(Data records)
§ §

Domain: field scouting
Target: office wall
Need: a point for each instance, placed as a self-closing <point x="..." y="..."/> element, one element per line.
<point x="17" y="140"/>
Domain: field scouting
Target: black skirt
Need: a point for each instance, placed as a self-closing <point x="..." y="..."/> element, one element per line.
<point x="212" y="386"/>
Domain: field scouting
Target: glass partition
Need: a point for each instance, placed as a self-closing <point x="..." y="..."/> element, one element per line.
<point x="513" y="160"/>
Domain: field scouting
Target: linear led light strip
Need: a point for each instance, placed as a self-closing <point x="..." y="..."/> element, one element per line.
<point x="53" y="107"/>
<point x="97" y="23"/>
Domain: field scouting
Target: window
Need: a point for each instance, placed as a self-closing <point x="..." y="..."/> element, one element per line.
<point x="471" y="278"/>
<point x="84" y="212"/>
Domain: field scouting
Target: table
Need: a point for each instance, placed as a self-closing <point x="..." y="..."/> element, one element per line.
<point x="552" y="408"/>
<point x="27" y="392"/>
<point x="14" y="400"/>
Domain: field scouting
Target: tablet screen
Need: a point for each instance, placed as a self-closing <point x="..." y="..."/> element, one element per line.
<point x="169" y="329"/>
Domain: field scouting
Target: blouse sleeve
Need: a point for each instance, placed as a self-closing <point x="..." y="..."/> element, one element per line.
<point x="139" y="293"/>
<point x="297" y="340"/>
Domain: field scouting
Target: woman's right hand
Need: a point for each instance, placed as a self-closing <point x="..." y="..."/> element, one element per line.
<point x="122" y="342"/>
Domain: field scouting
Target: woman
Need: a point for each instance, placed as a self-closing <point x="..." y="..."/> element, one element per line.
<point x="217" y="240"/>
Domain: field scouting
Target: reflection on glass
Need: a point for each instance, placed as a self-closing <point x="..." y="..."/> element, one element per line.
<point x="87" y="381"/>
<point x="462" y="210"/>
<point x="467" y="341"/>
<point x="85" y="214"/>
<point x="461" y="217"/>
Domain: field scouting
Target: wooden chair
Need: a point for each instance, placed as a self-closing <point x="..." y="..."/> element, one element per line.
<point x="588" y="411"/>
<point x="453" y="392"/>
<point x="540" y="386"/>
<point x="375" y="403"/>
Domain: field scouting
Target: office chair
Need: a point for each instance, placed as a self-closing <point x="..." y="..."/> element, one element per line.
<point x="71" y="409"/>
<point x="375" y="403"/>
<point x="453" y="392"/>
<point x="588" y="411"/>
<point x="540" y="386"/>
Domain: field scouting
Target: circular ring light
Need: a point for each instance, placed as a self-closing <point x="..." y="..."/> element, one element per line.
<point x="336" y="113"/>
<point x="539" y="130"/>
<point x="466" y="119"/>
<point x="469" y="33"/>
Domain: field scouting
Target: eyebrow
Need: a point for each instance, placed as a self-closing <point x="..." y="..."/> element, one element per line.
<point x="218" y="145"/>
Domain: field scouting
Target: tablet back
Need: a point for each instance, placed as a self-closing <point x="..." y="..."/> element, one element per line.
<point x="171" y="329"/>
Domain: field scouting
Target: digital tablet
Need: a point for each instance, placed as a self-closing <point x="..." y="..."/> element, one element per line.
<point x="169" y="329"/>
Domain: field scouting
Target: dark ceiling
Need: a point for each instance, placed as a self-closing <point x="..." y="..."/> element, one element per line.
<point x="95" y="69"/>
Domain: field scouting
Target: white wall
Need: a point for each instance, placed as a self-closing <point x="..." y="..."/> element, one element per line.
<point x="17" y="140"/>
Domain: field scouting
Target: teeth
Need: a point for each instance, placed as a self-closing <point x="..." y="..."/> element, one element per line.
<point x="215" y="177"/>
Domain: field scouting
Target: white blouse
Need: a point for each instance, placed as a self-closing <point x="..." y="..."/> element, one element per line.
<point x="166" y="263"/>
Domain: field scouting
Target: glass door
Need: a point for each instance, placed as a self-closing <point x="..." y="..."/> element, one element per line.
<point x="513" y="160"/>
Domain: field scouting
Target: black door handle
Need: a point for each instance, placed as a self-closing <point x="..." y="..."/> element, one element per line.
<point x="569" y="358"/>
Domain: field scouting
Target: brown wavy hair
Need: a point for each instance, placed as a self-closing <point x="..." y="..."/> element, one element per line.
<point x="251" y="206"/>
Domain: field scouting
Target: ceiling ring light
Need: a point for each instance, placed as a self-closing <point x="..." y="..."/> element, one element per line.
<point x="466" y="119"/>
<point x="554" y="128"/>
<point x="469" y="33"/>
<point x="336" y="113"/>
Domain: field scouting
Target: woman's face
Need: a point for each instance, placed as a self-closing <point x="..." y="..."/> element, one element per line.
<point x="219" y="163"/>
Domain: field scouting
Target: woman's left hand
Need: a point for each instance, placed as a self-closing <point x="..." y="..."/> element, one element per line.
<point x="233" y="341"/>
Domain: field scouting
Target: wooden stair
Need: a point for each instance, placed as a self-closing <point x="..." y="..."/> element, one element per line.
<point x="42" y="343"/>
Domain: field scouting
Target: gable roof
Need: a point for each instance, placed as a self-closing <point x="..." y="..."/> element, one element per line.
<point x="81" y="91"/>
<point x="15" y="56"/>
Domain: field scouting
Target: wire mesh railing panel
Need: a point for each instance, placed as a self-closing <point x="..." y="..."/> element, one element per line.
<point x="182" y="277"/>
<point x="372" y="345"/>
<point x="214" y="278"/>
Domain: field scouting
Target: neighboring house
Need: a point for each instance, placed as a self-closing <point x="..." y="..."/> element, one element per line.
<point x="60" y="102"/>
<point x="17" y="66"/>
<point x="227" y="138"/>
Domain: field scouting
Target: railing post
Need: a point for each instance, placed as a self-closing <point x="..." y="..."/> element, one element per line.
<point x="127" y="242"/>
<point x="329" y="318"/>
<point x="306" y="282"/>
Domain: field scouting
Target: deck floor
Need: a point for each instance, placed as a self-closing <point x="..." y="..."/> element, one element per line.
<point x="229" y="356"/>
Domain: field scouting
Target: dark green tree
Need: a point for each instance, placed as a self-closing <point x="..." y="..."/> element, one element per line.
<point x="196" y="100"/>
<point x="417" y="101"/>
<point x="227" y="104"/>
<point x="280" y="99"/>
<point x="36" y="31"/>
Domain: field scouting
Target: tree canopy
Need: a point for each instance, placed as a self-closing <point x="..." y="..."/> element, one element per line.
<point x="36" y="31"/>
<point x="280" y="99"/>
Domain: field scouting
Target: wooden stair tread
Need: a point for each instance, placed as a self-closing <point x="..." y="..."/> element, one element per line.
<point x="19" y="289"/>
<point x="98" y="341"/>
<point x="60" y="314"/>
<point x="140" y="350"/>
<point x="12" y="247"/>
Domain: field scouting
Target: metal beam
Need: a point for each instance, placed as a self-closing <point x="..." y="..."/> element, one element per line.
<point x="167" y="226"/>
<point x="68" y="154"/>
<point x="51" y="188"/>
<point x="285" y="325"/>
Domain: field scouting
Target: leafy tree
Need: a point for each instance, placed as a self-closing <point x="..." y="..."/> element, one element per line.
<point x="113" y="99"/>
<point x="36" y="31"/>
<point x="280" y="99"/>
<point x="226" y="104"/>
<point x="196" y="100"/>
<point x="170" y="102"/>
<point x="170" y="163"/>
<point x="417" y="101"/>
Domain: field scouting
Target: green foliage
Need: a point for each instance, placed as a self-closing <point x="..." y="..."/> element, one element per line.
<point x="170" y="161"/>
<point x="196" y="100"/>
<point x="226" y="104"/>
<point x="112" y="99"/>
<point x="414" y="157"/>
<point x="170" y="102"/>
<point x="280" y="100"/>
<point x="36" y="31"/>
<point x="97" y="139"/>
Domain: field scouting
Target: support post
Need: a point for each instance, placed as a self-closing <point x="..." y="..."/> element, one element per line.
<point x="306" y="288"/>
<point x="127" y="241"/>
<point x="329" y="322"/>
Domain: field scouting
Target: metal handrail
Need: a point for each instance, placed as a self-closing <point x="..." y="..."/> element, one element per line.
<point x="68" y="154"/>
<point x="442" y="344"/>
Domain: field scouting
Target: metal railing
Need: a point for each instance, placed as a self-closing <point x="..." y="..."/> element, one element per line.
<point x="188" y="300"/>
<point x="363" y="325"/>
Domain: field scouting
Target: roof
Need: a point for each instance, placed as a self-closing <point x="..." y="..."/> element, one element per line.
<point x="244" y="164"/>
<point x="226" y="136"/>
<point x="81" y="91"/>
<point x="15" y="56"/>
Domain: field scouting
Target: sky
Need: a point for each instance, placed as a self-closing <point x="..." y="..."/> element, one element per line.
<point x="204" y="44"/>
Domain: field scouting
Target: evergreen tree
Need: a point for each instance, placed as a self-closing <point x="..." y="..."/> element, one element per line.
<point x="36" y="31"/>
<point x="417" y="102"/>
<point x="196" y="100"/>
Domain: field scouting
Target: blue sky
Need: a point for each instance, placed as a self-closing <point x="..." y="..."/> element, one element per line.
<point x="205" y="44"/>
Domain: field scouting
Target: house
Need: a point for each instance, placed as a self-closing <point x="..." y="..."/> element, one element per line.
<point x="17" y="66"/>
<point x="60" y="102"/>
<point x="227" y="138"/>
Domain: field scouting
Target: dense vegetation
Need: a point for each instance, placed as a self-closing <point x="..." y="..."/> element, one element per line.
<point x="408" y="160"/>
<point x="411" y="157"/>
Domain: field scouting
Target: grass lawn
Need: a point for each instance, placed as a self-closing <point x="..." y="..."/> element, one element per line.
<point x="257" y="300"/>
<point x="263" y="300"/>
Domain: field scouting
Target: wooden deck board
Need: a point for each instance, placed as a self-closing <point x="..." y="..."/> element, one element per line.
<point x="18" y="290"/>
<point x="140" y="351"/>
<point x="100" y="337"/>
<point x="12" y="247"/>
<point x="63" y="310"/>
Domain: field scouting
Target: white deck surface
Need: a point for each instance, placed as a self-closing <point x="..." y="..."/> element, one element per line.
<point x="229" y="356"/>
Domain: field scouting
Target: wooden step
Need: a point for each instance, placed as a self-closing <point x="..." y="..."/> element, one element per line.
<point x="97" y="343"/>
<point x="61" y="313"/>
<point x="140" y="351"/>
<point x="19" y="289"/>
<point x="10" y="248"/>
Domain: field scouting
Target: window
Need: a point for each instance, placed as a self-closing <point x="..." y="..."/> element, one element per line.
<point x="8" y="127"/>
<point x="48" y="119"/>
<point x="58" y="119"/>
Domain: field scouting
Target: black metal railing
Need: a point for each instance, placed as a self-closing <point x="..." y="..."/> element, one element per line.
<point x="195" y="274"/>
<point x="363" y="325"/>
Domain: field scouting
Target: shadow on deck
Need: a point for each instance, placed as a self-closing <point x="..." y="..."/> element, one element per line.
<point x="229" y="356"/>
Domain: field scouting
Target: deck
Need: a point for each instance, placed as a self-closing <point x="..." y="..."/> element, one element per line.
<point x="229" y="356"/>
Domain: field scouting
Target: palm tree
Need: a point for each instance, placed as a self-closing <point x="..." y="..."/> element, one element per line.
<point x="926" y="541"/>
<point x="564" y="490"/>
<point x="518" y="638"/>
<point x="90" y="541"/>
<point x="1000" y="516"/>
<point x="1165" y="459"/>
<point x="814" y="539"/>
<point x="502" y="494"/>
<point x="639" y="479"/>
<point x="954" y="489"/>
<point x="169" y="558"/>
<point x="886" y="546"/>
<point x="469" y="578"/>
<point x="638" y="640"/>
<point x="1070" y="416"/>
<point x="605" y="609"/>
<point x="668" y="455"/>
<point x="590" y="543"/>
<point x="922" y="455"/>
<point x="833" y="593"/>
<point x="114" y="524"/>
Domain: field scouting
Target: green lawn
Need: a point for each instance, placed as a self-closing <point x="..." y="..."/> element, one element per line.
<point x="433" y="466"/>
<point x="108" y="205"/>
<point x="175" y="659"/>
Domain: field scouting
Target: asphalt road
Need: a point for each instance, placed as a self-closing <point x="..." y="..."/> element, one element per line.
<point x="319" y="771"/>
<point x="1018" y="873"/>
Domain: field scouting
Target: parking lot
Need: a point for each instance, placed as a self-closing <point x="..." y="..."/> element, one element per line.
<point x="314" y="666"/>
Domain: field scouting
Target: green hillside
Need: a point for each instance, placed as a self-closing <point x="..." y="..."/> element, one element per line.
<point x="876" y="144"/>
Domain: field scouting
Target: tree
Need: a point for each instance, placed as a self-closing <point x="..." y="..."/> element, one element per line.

§ §

What lines above contain the word "lawn"? Please copy each one.

Target: grass lawn
Target: green lawn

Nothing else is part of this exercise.